→ Records supplied:
* BEGIN *
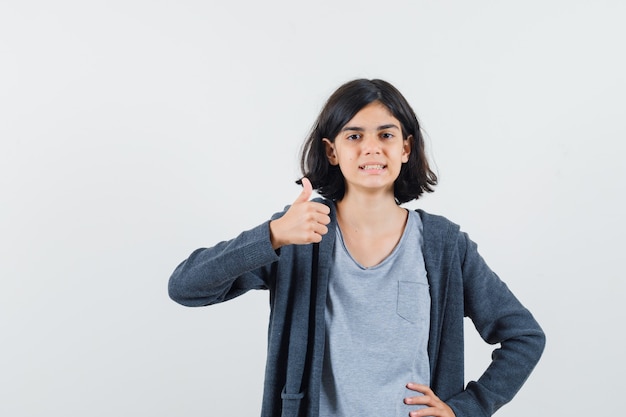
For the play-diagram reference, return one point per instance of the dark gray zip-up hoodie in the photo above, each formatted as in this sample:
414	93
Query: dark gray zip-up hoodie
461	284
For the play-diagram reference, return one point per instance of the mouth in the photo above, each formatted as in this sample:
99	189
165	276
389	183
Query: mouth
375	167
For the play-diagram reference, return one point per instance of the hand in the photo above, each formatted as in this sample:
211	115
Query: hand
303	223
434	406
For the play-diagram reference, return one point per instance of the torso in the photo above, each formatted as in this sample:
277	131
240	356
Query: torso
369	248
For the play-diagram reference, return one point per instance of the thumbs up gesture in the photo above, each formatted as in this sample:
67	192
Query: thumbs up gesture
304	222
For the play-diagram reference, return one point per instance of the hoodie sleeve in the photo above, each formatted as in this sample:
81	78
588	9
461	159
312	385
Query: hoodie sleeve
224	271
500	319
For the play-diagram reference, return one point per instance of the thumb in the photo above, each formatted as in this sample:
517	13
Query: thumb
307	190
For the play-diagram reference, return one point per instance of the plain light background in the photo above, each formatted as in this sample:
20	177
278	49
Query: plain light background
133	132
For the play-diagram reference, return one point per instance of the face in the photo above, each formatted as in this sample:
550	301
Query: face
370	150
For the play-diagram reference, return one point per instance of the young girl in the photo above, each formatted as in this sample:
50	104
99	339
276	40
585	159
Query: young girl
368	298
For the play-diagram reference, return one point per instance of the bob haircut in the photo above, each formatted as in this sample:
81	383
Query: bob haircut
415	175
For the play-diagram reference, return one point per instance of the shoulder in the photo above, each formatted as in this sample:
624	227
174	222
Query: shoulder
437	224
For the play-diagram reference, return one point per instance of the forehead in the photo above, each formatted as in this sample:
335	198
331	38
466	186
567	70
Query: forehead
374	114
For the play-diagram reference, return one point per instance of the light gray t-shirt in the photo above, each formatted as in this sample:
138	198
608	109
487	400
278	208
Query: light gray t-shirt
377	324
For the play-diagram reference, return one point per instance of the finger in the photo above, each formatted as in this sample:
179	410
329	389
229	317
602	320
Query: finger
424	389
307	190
* END *
* BEGIN *
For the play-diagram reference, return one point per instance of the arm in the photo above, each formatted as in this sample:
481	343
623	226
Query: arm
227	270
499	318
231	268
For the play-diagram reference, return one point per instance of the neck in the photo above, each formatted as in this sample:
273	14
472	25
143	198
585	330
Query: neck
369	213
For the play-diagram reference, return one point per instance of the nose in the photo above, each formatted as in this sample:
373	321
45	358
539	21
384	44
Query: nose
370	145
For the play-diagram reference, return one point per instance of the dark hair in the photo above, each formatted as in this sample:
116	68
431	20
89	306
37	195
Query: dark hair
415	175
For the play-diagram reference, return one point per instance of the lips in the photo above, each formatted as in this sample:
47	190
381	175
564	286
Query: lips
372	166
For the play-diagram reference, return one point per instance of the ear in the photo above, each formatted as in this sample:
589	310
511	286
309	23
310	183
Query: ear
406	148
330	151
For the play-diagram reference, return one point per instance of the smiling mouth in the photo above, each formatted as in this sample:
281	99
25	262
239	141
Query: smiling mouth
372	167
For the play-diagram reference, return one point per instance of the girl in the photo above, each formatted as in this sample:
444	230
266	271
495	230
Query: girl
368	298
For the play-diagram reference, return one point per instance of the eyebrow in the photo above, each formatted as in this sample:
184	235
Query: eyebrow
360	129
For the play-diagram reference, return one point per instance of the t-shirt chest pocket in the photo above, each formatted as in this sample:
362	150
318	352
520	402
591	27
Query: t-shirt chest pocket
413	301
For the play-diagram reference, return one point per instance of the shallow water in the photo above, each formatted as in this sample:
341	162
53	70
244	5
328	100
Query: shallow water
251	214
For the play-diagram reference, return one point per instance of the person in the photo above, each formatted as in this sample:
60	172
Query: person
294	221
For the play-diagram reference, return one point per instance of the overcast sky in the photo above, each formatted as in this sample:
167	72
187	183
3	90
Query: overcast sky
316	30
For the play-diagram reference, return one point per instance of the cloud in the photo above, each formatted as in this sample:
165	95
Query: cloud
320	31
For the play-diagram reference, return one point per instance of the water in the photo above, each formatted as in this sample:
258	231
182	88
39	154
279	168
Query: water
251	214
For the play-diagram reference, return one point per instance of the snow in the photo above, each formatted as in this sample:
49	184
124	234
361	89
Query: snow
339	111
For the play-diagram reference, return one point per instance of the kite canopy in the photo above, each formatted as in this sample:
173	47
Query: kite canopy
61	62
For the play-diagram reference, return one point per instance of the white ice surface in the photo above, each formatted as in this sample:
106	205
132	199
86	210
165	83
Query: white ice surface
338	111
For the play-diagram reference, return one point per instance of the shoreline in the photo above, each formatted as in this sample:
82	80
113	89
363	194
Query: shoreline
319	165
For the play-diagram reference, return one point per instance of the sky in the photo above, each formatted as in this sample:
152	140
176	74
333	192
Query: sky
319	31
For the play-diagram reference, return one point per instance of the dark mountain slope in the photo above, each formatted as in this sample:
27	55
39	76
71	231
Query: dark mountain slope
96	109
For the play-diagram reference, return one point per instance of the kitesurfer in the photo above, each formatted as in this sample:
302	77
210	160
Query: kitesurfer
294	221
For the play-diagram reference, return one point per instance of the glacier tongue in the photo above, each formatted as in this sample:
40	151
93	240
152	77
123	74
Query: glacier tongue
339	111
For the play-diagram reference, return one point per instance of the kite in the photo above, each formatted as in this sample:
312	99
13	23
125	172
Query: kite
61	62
* END *
→ Goal of the exercise: Count the rows above that contain the string "surface", and reply with the number only.

→ Full output: 2